╭─ EXTRACTED TEXT

- Directed by: Carlos Rodriguez
- Produced by: Asun Lasarte
- Cinematography: Juantxu Beloki
- Music by: Janusz Wojtarowicz
- Release date: 2006;
- Running time: 80 minutes
- Countries: Ukraine Spain
- Language: Ukrainian with Spanish subtitles

= The Unnamed Zone =

The Unnamed Zone (La Zona, «Безіменна зона») is a 2006 Spanish documentary film by director Carlos Rodríguez about the lives of three young Ukrainian children directly affected by the 1986 Chernobyl disaster.

== Synopsis ==
The Spanish film crew led by Carlos Rodriguez is following the life stories of three children - Lidia Pidvalna, Anastasia Pavlenko, and Andriy Kovalchuk - whose lives were drastically changed after an explosion at the Chernobyl Nuclear Power Station on April 26, 1986. Through the documentary, the children and their families "living perilously close to the exclusion zone around the destroyed station recount their fears, dreams, fantasies, and hopes for the future." Each child holds a "Chernobyl certificate" which bestows access to government grants and aid and is a gruesome reminder of their existential reality.

In the words of Nathan Southern, "through his film, Rodriguez paints a melancholic, enduring portrait of three young lives, forever damaged by falling into the path of a cataclysmic disaster that both preceded them and overtook them."

Rodriguez’ own take on the synopsis for his documentary is revealing: "after our experiences in... Ukraine, we believe that a nuclear disaster has consequences that are far more terrible and complex than its purely medical effects, as they pervade every single aspect of life in the area for several generations.

╰─
╭─ RECORDS

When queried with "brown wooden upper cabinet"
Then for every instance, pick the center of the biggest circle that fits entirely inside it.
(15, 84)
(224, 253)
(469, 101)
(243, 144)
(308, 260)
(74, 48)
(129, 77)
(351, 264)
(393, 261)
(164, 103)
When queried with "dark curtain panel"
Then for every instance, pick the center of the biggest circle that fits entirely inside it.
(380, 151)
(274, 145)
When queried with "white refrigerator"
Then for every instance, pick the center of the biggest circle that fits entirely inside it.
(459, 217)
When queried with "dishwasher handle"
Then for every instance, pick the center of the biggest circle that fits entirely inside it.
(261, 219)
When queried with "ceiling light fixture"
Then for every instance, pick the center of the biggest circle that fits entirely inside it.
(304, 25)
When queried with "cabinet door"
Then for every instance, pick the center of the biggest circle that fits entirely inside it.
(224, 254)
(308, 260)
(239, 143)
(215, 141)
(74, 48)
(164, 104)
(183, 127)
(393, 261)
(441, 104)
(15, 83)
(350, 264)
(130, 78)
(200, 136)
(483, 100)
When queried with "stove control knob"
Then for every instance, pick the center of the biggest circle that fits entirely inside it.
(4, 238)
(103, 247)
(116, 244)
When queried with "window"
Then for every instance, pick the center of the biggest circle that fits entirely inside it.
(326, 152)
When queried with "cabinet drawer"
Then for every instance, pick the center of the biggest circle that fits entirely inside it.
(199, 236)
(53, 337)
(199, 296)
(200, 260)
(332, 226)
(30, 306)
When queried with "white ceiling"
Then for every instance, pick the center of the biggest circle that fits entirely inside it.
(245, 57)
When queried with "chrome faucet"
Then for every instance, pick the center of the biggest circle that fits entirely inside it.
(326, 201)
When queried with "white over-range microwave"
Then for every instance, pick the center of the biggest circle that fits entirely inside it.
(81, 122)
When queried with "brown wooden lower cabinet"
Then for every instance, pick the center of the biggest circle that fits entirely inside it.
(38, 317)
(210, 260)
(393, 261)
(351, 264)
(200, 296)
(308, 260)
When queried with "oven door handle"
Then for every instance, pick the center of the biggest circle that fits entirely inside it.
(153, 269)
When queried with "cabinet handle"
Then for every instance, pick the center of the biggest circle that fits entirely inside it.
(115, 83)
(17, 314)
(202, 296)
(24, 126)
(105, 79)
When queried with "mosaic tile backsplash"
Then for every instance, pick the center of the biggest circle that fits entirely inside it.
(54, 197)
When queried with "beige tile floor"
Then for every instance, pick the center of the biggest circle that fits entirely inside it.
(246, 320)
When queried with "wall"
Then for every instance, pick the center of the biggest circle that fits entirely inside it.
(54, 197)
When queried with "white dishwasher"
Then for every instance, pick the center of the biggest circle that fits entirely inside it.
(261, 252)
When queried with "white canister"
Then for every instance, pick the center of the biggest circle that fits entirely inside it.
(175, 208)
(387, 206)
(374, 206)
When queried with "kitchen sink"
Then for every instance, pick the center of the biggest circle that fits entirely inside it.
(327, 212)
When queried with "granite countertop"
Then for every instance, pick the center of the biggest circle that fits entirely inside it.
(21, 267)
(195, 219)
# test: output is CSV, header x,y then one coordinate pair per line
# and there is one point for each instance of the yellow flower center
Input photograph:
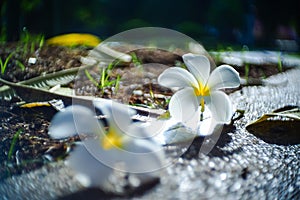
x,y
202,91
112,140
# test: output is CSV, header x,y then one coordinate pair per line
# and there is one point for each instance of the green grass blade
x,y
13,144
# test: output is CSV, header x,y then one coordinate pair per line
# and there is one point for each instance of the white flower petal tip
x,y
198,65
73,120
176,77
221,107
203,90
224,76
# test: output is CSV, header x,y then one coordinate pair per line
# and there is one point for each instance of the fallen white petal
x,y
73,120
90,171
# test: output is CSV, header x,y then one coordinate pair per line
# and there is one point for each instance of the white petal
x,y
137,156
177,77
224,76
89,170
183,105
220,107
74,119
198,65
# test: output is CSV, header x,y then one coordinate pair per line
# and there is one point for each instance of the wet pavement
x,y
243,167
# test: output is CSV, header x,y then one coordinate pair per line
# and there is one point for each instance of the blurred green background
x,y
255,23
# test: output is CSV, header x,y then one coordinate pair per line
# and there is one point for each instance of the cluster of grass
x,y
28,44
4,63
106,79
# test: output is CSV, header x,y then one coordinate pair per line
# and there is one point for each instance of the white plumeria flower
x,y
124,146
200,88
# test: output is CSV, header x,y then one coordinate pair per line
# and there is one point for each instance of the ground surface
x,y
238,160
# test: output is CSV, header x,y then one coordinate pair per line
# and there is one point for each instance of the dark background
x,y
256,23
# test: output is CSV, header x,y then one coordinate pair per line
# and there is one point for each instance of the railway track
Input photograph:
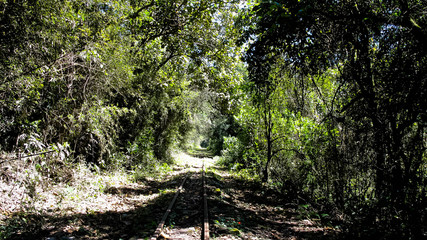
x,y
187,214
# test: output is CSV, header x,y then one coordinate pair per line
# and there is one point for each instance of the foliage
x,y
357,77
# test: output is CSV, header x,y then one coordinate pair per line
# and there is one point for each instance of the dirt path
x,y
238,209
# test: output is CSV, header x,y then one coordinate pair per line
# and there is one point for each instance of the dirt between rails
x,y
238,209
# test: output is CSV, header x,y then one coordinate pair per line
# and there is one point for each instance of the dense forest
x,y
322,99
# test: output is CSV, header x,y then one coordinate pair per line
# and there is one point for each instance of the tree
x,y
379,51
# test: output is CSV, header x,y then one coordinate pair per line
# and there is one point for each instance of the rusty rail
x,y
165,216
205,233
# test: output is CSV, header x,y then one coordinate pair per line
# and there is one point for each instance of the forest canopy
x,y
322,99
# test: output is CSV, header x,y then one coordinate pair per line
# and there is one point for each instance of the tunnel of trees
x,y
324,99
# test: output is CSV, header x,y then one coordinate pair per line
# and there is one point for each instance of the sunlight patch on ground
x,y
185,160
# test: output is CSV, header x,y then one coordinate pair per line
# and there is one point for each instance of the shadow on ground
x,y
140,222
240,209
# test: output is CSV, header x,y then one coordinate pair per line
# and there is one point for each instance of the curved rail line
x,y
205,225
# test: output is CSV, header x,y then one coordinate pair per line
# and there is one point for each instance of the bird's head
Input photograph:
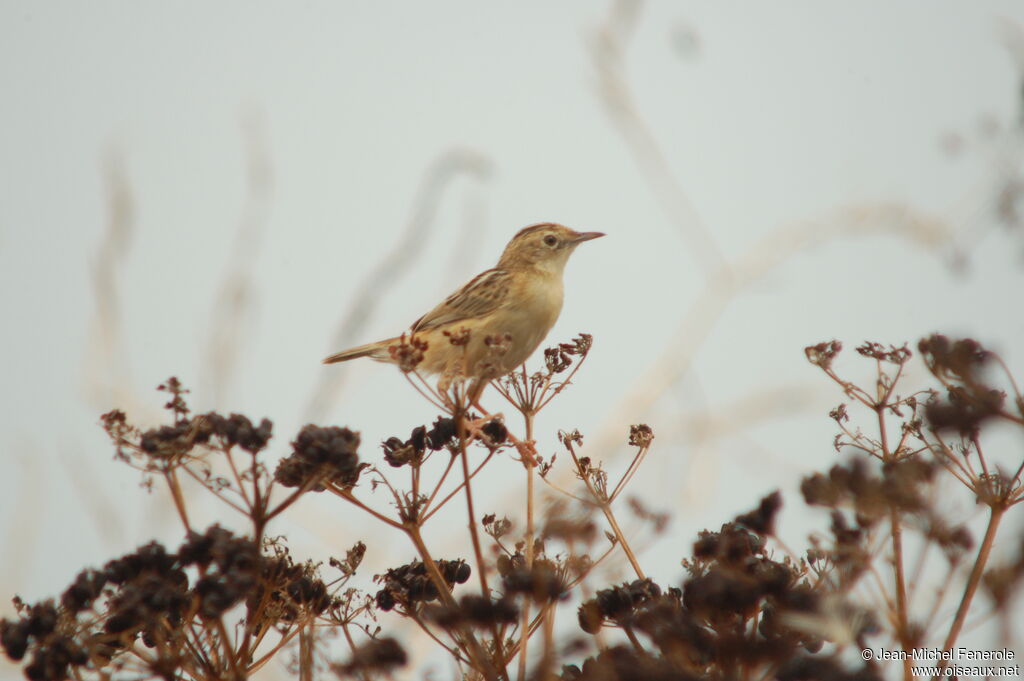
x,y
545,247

╰─
╭─ RECORDS

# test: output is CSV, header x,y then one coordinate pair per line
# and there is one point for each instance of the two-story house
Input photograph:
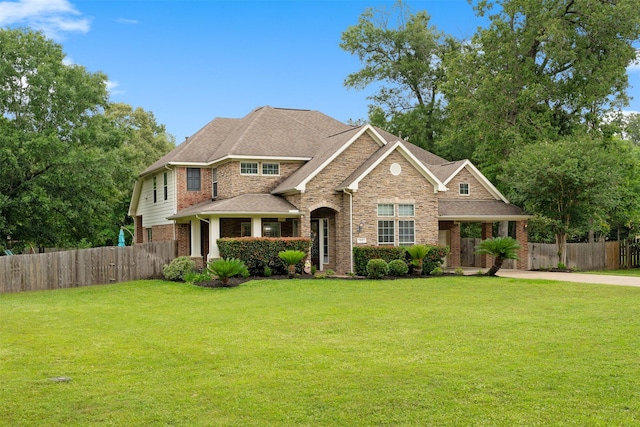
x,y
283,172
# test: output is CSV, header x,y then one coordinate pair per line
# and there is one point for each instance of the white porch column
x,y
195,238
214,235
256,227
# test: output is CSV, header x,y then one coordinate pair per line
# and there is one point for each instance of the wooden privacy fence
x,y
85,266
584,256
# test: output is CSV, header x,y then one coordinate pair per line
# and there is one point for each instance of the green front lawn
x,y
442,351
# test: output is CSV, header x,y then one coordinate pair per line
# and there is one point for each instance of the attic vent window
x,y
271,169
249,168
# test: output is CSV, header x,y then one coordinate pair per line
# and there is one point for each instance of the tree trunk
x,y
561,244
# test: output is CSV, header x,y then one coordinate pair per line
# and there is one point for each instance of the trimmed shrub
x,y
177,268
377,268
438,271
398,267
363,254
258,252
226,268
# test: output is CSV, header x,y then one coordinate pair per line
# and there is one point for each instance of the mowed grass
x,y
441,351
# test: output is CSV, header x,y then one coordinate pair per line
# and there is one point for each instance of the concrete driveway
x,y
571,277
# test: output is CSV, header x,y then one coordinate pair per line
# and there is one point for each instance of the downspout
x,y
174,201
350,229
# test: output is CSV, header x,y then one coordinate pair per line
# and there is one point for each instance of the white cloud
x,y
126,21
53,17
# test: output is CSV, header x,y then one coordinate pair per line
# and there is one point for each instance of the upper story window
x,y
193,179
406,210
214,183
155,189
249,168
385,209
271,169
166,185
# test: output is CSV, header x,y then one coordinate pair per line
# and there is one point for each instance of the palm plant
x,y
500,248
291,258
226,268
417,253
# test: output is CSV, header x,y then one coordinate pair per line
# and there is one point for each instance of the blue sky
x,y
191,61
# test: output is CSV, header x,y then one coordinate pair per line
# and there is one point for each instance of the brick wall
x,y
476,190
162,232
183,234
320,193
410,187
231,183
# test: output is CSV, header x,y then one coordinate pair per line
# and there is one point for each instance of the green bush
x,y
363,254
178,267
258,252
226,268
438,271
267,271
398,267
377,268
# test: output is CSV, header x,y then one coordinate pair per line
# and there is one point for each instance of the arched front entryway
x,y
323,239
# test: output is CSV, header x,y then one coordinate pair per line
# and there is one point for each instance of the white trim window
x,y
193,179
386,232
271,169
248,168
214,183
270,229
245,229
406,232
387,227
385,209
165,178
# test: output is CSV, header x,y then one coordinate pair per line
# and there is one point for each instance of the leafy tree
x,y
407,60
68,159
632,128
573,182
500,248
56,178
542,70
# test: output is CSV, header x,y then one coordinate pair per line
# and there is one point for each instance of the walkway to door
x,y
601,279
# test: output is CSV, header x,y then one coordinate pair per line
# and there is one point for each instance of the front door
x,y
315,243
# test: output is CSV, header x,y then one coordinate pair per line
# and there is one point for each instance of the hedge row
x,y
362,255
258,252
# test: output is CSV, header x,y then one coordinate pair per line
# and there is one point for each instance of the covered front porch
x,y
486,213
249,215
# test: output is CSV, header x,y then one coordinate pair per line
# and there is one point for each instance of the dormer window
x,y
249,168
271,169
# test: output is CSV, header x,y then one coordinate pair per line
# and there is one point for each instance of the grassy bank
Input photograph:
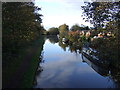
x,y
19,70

╰─

### WORK INSTRUCTION 1
From the documentary text, output the passage starting at "The Unnamed Zone (La" and ending at "1986 Chernobyl disaster.".
### WORK INSTRUCTION 2
According to the text about the documentary, what does the "Chernobyl certificate" each child holds give them access to?
Rely only on the text for what comes next.

### ANSWER SPACE 1
The Unnamed Zone (La Zona, «Безіменна зона») is a 2006 Spanish documentary film by director Carlos Rodríguez about the lives of three young Ukrainian children directly affected by the 1986 Chernobyl disaster.

### ANSWER SPACE 2
Government grants and aid.